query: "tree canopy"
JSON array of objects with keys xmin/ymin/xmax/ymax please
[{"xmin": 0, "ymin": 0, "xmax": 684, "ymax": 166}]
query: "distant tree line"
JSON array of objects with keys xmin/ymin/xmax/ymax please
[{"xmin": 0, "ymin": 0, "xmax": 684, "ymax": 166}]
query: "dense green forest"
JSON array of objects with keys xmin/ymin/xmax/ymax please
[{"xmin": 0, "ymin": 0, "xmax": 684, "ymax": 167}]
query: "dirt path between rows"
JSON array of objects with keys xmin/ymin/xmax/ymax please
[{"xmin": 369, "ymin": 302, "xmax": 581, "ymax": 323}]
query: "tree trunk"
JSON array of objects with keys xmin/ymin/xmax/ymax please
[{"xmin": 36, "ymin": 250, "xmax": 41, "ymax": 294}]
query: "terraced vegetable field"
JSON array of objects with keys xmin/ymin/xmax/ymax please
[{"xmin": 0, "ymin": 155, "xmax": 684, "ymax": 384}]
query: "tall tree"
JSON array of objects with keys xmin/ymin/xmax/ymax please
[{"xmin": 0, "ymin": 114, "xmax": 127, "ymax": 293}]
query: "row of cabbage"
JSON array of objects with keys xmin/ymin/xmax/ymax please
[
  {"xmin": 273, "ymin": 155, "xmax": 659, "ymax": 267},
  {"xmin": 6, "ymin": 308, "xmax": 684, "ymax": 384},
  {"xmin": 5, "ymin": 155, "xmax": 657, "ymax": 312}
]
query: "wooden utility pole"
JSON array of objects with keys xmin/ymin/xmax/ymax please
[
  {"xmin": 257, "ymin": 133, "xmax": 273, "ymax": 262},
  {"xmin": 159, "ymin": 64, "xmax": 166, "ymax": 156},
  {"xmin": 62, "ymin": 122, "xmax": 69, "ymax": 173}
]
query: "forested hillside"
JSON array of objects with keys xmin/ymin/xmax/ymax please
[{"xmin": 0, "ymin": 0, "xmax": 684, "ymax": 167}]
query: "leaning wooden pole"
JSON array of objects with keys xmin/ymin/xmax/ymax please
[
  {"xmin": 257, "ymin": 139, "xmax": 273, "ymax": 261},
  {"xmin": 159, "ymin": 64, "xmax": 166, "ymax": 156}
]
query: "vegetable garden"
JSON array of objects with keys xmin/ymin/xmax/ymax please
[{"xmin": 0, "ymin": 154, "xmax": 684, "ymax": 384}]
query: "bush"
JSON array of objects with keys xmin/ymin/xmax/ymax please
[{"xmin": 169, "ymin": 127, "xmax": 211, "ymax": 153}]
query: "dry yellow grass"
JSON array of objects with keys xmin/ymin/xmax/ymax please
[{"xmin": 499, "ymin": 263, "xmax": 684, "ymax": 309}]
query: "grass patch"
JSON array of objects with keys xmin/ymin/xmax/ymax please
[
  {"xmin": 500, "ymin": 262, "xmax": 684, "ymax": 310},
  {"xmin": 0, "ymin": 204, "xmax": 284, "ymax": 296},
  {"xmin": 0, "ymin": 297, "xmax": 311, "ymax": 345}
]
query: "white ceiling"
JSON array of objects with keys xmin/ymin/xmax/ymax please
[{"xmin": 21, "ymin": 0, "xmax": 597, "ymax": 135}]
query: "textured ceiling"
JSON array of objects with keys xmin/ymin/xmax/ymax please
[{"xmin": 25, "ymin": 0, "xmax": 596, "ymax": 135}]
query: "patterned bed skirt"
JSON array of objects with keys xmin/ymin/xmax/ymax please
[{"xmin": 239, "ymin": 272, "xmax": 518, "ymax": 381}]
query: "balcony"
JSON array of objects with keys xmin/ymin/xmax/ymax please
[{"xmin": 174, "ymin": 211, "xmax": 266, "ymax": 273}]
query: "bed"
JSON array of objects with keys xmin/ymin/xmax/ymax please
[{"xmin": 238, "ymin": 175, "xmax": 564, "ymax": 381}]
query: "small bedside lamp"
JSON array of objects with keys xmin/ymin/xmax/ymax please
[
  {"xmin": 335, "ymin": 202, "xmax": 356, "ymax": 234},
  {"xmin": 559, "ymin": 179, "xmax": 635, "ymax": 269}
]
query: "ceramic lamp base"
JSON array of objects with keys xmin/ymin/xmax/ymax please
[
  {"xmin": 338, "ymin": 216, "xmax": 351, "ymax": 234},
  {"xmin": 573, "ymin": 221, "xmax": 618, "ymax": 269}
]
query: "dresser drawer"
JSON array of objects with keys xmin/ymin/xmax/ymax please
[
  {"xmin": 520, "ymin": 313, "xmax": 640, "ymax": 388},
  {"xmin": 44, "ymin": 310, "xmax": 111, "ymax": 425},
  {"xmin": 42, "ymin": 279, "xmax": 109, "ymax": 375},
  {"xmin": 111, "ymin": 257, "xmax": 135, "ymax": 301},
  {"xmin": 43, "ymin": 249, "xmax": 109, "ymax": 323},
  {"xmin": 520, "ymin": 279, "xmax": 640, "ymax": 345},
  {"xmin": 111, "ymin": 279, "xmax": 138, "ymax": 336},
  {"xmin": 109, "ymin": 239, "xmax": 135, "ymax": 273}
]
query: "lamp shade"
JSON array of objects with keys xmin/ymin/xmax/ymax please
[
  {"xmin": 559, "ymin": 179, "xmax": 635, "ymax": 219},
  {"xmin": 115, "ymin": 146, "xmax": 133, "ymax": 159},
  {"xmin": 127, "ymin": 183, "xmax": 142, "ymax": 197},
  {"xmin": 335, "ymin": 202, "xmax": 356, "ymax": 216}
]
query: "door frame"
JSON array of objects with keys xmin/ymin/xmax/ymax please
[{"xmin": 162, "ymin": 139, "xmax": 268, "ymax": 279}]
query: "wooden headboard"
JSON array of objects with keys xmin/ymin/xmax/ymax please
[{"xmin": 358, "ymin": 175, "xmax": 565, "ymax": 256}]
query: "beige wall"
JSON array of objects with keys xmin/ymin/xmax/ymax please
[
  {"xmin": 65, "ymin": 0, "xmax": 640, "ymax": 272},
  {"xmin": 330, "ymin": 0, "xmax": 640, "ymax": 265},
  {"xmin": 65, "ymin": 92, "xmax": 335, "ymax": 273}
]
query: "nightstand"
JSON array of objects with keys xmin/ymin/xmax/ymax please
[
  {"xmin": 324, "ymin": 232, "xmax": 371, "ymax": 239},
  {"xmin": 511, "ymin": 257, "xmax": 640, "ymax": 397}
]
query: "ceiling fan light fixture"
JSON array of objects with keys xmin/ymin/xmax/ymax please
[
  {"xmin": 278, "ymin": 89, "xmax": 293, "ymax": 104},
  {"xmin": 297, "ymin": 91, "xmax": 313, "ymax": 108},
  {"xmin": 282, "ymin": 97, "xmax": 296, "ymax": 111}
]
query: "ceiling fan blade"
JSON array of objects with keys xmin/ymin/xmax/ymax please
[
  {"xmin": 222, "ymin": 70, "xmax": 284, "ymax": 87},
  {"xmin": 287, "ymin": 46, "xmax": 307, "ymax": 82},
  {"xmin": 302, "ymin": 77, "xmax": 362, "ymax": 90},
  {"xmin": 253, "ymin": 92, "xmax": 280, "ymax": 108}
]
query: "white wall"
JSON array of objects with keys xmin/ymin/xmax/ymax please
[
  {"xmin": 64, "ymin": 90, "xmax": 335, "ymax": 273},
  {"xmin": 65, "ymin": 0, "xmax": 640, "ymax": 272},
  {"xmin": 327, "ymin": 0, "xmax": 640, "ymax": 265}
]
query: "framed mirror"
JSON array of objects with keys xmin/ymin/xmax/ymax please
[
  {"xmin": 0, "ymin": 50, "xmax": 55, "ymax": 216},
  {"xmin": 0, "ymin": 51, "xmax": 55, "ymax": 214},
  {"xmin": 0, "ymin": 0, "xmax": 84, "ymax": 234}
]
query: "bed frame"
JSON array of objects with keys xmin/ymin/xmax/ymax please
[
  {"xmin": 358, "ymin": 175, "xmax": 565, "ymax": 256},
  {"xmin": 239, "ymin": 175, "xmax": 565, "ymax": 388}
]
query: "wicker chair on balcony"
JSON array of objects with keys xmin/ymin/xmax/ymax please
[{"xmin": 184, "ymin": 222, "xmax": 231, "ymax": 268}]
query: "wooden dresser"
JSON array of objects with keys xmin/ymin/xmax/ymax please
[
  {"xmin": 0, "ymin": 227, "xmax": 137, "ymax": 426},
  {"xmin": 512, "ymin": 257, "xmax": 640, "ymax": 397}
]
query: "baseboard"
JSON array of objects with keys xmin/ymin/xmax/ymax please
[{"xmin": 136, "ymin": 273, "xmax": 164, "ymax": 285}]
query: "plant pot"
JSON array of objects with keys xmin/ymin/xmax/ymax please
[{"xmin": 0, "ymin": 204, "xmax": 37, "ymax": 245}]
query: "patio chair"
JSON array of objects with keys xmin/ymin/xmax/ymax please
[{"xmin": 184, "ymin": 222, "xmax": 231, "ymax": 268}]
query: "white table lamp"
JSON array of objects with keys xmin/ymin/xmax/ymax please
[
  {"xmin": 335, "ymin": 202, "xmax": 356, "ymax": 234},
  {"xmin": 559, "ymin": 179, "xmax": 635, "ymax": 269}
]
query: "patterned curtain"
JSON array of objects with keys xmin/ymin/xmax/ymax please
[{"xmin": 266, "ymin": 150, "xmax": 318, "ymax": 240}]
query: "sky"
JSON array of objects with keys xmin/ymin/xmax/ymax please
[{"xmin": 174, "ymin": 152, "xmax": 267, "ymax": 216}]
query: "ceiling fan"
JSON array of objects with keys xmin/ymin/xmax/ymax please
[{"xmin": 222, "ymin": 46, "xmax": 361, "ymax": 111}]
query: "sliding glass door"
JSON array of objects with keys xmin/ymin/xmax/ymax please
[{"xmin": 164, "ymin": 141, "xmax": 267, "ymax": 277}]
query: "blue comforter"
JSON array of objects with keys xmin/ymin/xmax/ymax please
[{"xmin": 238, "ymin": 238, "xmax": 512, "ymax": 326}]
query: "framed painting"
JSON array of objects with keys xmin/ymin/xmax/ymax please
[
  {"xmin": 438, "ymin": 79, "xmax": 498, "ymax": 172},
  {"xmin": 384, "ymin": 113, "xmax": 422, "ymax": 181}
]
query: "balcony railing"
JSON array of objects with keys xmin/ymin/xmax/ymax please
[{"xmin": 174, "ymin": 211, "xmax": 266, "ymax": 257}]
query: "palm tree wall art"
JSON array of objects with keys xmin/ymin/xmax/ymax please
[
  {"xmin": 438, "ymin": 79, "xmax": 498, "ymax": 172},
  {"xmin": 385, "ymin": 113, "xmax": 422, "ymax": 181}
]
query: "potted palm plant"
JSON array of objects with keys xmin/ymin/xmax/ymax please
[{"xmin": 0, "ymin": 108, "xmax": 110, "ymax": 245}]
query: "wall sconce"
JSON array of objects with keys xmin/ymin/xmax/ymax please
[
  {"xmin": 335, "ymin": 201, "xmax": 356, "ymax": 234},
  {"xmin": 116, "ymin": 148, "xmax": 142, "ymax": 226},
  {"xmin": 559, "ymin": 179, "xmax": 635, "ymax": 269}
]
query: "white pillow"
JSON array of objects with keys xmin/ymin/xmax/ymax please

* * * * * * *

▶ **Challenge**:
Pick out and copy every line of the entries above that contains the word "plant".

▶ **Task response**:
query: "plant pot"
query: "potted palm plant"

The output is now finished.